Problem details: Write out the records below again, substituting "evaluation" for every "benchmark" and keeping everything else unchanged, but leave out the pictures.

(Point annotation dataset records)
===
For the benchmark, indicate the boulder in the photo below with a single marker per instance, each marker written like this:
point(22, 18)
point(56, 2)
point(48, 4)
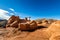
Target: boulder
point(55, 36)
point(53, 28)
point(24, 26)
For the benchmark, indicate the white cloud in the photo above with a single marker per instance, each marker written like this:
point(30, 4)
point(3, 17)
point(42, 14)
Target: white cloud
point(12, 9)
point(3, 14)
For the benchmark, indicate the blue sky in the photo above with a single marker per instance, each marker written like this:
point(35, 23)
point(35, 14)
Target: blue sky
point(33, 8)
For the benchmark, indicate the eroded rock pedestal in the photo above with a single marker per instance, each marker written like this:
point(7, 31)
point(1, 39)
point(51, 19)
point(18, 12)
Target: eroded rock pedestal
point(23, 24)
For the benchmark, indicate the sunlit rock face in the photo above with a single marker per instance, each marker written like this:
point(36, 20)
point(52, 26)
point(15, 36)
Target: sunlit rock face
point(13, 21)
point(28, 26)
point(54, 28)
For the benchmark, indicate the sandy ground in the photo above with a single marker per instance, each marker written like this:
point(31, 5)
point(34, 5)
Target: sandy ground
point(9, 34)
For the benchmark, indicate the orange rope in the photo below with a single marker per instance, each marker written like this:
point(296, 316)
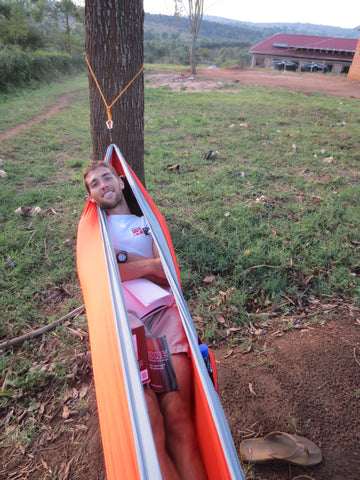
===
Final result:
For the evaluation, indicate the boulder in the photo below with a single marker per instance, each marker written like this:
point(22, 18)
point(56, 2)
point(48, 4)
Target: boulder
point(55, 36)
point(53, 28)
point(24, 26)
For the evaluation, indicate the white cloud in the photo above with a single marker per instance, each marker written like this:
point(30, 4)
point(3, 17)
point(42, 14)
Target: white cloud
point(12, 9)
point(3, 14)
For the evaluation, indicate the blue sky in the photo above with a single marker per instance, each marker written like this:
point(35, 23)
point(35, 14)
Target: blue sky
point(33, 8)
For the evaluation, indicate the eroded rock pedestal in the photo above with a single marker per instance, each marker written like this:
point(7, 31)
point(1, 39)
point(51, 19)
point(18, 12)
Target: eroded rock pedestal
point(23, 24)
For the evaluation, indicate the sunlit rock face in the photo above with a single marker per instance, each marker written like this:
point(36, 20)
point(52, 26)
point(15, 36)
Target: sunlit rock face
point(13, 21)
point(28, 26)
point(54, 28)
For the evaluation, indicate the sandy ground in the photo above with a single marker per instance, each marker written like this:
point(31, 5)
point(34, 5)
Target: sandy ground
point(9, 34)
For the evaluation, indicate the orange rope in the photo below with a single marker per instance, each marker written like this:
point(296, 316)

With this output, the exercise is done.